■ Requisitos de tareas ■
• a. Responde estas preguntas sobre el relato de los apóstoles encarcelados:
(i) ¿En qué capítulo de los Hechos de los Apóstoles se encuentra la escena?
(ii) ¿Cómo encuentran la cárcel los policías del templo al abrir sus puertas?
(iii) Según Pedro, ¿a quién hay que obedecer antes que a los hombres?
• b. Cambia "contradicciones" por "dificultades" en el relato de los apóstoles encarcelados, empezando en "13. abril 2018" y terminando en "como llevan dentro.".
• c. Retoma el relato de los apóstoles ante el sumo sacerdote y continúalo desde el punto en que se detiene.

■ Texto proporcionado ■
════════
Un gozo inexplicable

13. abril 2018 | Por | Categoria: Narraciones Bíblicas

Hay en el capítulo quinto de los Hechos de los Apóstoles una escena simpática y aleccionadora. Simpática, porque da gusto contemplar a los apóstoles de Jesús en situaciones como aquélla. Y aleccionadora, porque nos ha enseñado para siempre en la Iglesia a mirar las contradicciones como una bendición de Dios, por la alegría que nos causa el poder dar testimonio de Jesucristo cuando el mundo nos persigue o no está conforme con nosotros.

Mientras los apóstoles se sienten felices, los dirigentes del pueblo están que no pueden consigo mismos de tanta rabia como llevan dentro.
El sumo sacerdote y los asambleístas, recomidos de la envidia y del odio, hacen apresar a los apóstoles, los encierran bien durante la noche, y a la mañana siguiente encargan a los guardias ir a buscar a los detenidos para juzgarlos y acabar con ellos.

Los policías del templo, efectivamente, cumplen con el encargo, abren las puertas de la cárcel, y la encuentran totalmente vacía. ¿Qué ha pasado?…
A mitad de la noche, un ángel bajado del Cielo les ha soltado los grillos, los levanta, y les dice:
– Salid fuera, y no dejéis de predicar estas palabras de vida del Señor Jesús.
Echa el ángel las barras de nuevo, sin que los guardias se den cuenta de nada, y, apenas amanece, ya están los Doce en las explanadas del Templo enseñando con entusiasmo a la gente. El capitán de la guardia del Templo manda aviso a los de la Asamblea:
– Aquellos hombres, los que ayer metisteis en la cárcel, siguen enseñando tranquilos al pueblo.

Sin saber qué hacerse, mandan los jefes traerlos sin violencia, porque temen al pueblo. Ya ante sí, les recriminan, disimulando su propio miedo:
– Os habíamos prohibido expresamente predicar en nombre de “ése”, cuya sangre queréis hacer caer sobre nosotros. Toda Jerusalén está revuelta por culpa vuestra…
Pedro, con una gran tranquilidad y muy sereno, les contesta:
– Hay que obedecer a Dios antes que a los hombres. Dios resucitó a Jesús, al que vosotros colgasteis en la cruz. Nosotros somos testigos de todo, y lo es el Espíritu Santo, que Dios da a los que le obedecen. ¡No nos callaremos!
════════
■ Extracto de datos ■

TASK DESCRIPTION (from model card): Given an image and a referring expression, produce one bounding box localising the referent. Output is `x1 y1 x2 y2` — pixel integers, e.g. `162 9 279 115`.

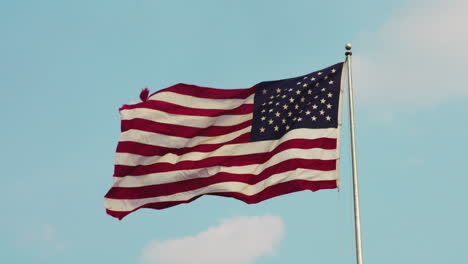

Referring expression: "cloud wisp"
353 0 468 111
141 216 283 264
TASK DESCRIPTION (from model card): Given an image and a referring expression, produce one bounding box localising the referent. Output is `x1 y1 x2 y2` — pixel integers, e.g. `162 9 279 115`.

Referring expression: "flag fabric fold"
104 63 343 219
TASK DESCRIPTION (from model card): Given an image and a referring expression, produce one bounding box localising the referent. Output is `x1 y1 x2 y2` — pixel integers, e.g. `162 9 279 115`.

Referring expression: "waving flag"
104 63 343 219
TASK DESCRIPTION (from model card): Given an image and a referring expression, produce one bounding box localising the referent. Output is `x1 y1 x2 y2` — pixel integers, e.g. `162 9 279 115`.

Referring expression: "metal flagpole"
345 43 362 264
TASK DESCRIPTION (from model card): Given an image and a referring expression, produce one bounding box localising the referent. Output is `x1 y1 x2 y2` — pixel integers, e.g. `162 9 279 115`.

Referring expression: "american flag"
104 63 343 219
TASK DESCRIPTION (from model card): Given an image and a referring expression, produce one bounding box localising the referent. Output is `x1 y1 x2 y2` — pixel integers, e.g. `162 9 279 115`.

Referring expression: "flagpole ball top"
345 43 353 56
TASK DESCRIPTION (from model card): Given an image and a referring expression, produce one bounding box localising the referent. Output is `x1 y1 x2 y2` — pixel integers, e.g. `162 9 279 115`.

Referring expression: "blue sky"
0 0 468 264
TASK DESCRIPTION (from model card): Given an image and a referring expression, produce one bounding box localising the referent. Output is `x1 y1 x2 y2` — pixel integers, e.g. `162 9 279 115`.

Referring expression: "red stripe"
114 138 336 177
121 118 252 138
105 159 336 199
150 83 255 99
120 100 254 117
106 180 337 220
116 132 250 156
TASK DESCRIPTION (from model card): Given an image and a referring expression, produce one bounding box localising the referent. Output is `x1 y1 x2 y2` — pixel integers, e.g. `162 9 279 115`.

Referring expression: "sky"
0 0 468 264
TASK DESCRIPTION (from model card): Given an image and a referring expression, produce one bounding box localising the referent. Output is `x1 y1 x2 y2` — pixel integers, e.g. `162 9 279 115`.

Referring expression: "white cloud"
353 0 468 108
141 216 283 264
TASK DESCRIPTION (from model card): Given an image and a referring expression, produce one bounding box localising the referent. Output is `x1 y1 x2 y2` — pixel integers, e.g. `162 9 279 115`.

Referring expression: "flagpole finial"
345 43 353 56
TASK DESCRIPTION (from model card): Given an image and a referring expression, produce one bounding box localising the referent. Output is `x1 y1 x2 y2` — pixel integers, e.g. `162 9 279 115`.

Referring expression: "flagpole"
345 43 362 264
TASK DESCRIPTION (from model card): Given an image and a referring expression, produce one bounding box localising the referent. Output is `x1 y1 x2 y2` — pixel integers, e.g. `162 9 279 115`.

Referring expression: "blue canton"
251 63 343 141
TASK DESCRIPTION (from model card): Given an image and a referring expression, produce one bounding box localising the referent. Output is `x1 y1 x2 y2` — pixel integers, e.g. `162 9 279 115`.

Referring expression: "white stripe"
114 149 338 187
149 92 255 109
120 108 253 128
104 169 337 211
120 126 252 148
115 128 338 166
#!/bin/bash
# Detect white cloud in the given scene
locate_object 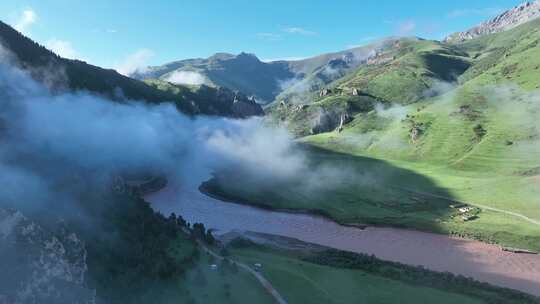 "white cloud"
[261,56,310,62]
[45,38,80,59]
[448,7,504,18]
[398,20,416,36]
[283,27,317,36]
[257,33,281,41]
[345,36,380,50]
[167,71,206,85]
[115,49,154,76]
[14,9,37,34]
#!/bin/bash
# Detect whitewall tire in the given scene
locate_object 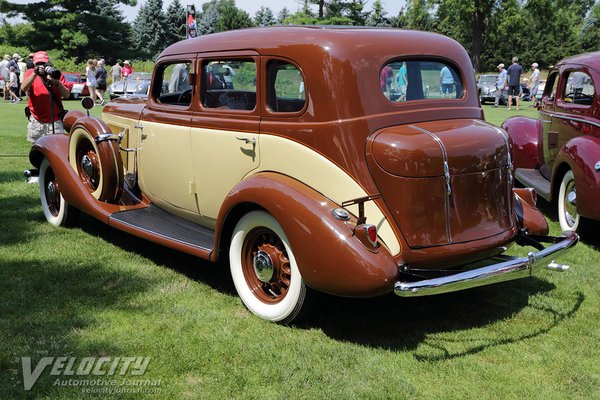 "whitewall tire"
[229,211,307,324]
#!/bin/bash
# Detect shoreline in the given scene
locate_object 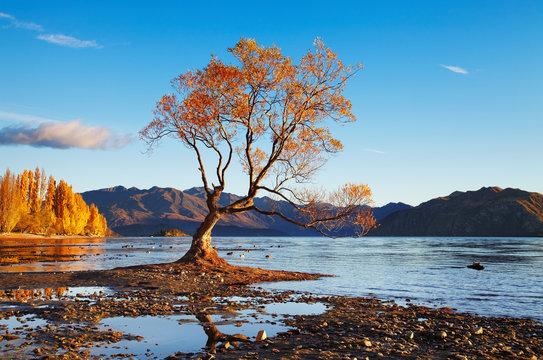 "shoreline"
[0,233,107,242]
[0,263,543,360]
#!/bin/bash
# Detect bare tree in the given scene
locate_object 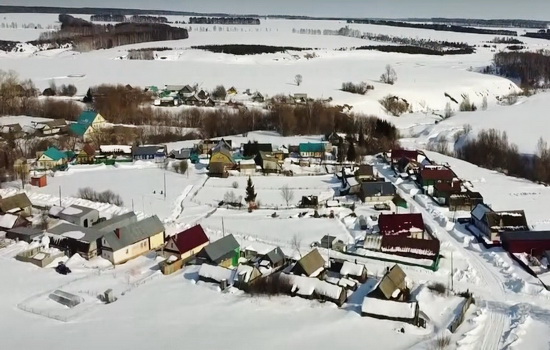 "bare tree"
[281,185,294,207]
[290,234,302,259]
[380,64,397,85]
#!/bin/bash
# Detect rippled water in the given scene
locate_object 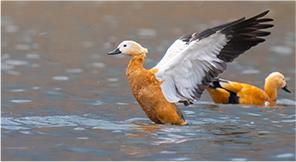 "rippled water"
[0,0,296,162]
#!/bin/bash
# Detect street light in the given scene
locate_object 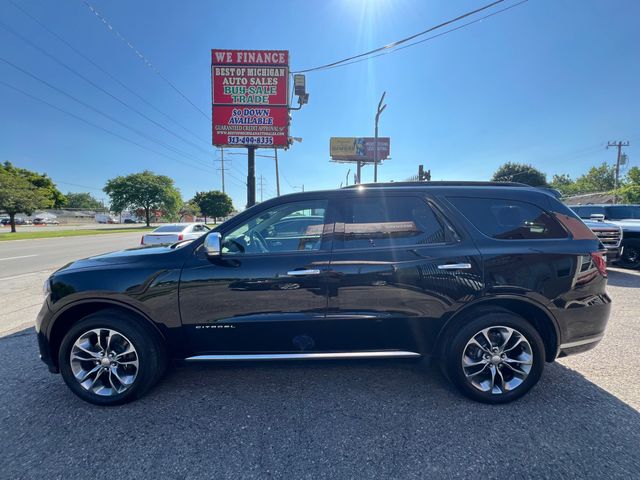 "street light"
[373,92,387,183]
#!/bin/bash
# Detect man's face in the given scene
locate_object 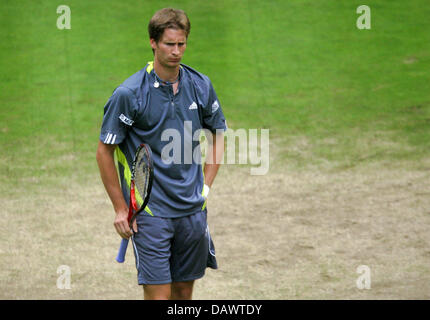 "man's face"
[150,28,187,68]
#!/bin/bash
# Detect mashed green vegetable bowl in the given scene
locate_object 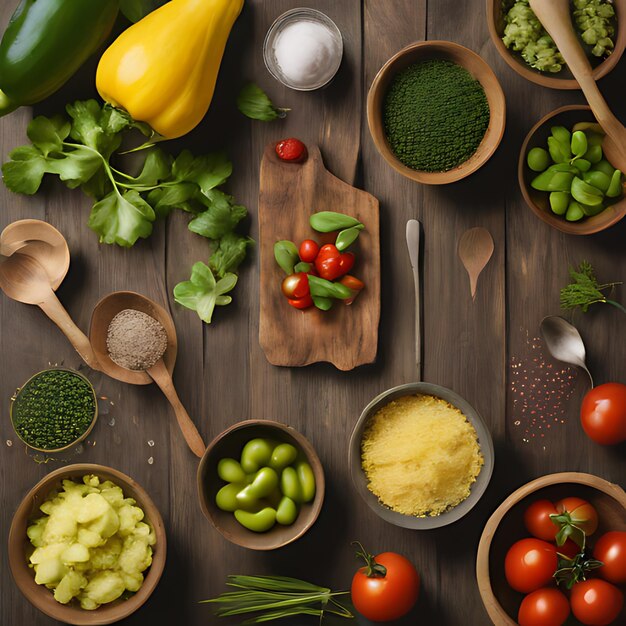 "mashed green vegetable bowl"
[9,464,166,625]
════════
■ Respuestas de tareas ■
• a.
(i) En el capítulo quinto.
(ii) Totalmente vacía.
(iii) A Dios.

• b.
13. abril 2018 | Por | Categoria: Narraciones Bíblicas

Hay en el capítulo quinto de los Hechos de los Apóstoles una escena simpática y aleccionadora. Simpática, porque da gusto contemplar a los apóstoles de Jesús en situaciones como aquélla. Y aleccionadora, porque nos ha enseñado para siempre en la Iglesia a mirar las dificultades como una bendición de Dios, por la alegría que nos causa el poder dar testimonio de Jesucristo cuando el mundo nos persigue o no está conforme con nosotros.

Mientras los apóstoles se sienten felices, los dirigentes del pueblo están que no pueden consigo mismos de tanta rabia como llevan dentro.

• c.
Furiosos, los quieren matar allí mismo, pero interviene Gamaliel, un rabino famoso y respetadísimo, que les hace pensar:
– ¡Cuidado con lo que vais a hacer! Yo os aconsejo que los dejéis en paz. Si lo que predican y hacen es cosa de los hombres, se dispersará y acabará por sí mismo. Pero, si viene de Dios, no podréis vencerlo, y os exponéis a luchar contra Dios. Pensadlo bien.

Gamaliel habla con una sensatez que se ha hecho proverbial, y a cuyas palabras no saben los demás qué responder.
Los asambleístas aceptan la razón, aunque no por eso se van a corregir.
Llaman de nuevo a los apóstoles, a los que han hecho salir para deliberar, y les hacen azotar con los cuarenta latigazos judíos bien dados…
Acabada la flagelación, les intiman:
– Podéis marchar libres. Pero, ¡cuidado con seguir predicando en adelante ese nombre de Jesús! Como autoridad del pueblo, os lo prohibimos terminantemente.
Y viene lo gracioso, además de admirable. A la vista de sus jueces, los apóstoles salen dando brincos de alegría, porque han podido sufrir algo por amor a Jesús.
Desde ese mismo momento, desobedeciendo a los jefes, vuelven a la explanada del Templo y se reparten por las casas, a enseñar y a evangelizar la alegría del nombre de Jesús.

Este hecho, tan simpático y singular, nos ha impartido dos lecciones que la Iglesia aprendió bien desde un principio y no las ha olvidado nunca.

La primera, es bien sabida: ¿Acabará algún día la Iglesia, por más que la persigan? Todos los profetas de la defunción de la Iglesia van desfilando por la Historia haciendo cada vez más el ridículo…
Ese obelisco imponente que se alza en la Plaza de San Pedro en Roma, con letras esculpidas hace siglos, lo proclama sin ser desmentido nunca ni por nadie:
– Huid, enemigos. Vence el León de la tribu de Judá… Cristo vence, Cristo reina, Cristo impera.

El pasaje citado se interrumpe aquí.